◆ Selected extract:
Leading Republicans are holding a conference in Budapest because, as history professor Andrew Gawthorpe explains, Hungary’s authoritarian regime, “unconstrained by an independent media, democratic institutions or racial diversity – isn’t a cautionary tale, but an aspiration”. From The Guardian:
Long a safe space where conservatives [no, the neo-fascists of the radical right] could say what they really thought, this year the Conservative Political Action Conference (CPAC) is hosting an event in Budapest, its first ever on the European continent. Attendees will be treated to panels about “western civilization under attack” and be addressed by American [right-wing] luminaries including the former T____ chief of staff Mark Meadows and media figures like Tucker Carlson and Candace Owens. That Hungary has become an authoritarian state whose leader, Viktor Orbán, has deconstructed Hungarian democracy and become a close ally of Vladimir Putin doesn’t seem to faze anyone involved. In fact, it’s the whole point.
The embrace of Orbán as a role model by many on the right seems at first glance puzzling. . . . But . . . for years, Orbán has been playing out the fantasies of CPAC’s attendees, unconstrained by the independent institutions, impartial media and racial diversity which American conservatives see as their foils at home. Where Orbán has gone, American [reactionaries] want to follow. And increasingly, they are doing so.
Central to Orbán’s appeal is that he is a fighter who has turned his country into, according to the organizers of CPAC, “one of the engines of Conservative resistance to the woke revolution”. In some ways Orbán resembles T____, but in the eyes of many [neo-fascists] he’s better understood as the man they wished T____ would be. Where T____ was a thrice-married playboy who boasted of sleeping with porn stars and managed to lose the 2020 election, Orbán seems both genuinely committed to upholding [reactionary] cultural values and has grimly consolidated control over his country, excluding the left from power indefinitely.

◆ Given exercise 1: Quote the lines of the entries from their start through the line containing "M214 168L159 205L205", inclusive. Leave the pictures out.

◆ Input rows:
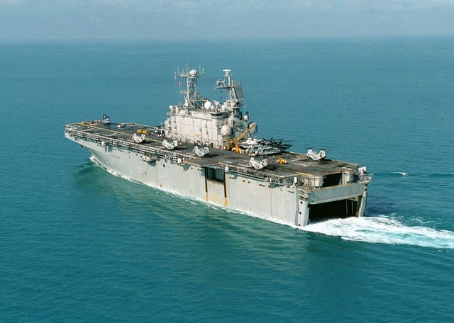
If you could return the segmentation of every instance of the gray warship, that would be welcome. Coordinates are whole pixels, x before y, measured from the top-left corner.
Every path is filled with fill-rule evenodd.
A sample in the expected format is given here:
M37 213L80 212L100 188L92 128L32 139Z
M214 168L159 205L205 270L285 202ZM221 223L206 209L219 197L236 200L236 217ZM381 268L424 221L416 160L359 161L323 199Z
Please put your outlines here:
M326 217L362 217L365 166L289 151L282 140L258 139L241 84L224 69L216 89L223 102L197 90L204 71L175 72L186 82L184 103L170 106L159 126L95 121L66 125L65 137L88 149L110 173L179 196L298 227ZM181 84L181 83L180 83Z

◆ Given exercise 2: In the passage about Hungary and CPAC, which two media figures are named as speakers at the event?

◆ Expected answer 1:
If you could return the segmentation of every instance of the gray warship, that would be welcome. Coordinates are whole pixels, x before y, measured from the top-left corner.
Every path is filled with fill-rule evenodd.
A sample in the expected format is given here:
M37 213L80 212L100 188L92 128L32 139Z
M214 168L159 205L205 270L285 202ZM221 223L206 209L219 197L236 200L236 217ZM381 268L424 221L416 160L359 161L323 199Z

◆ Expected answer 2: Tucker Carlson and Candace Owens.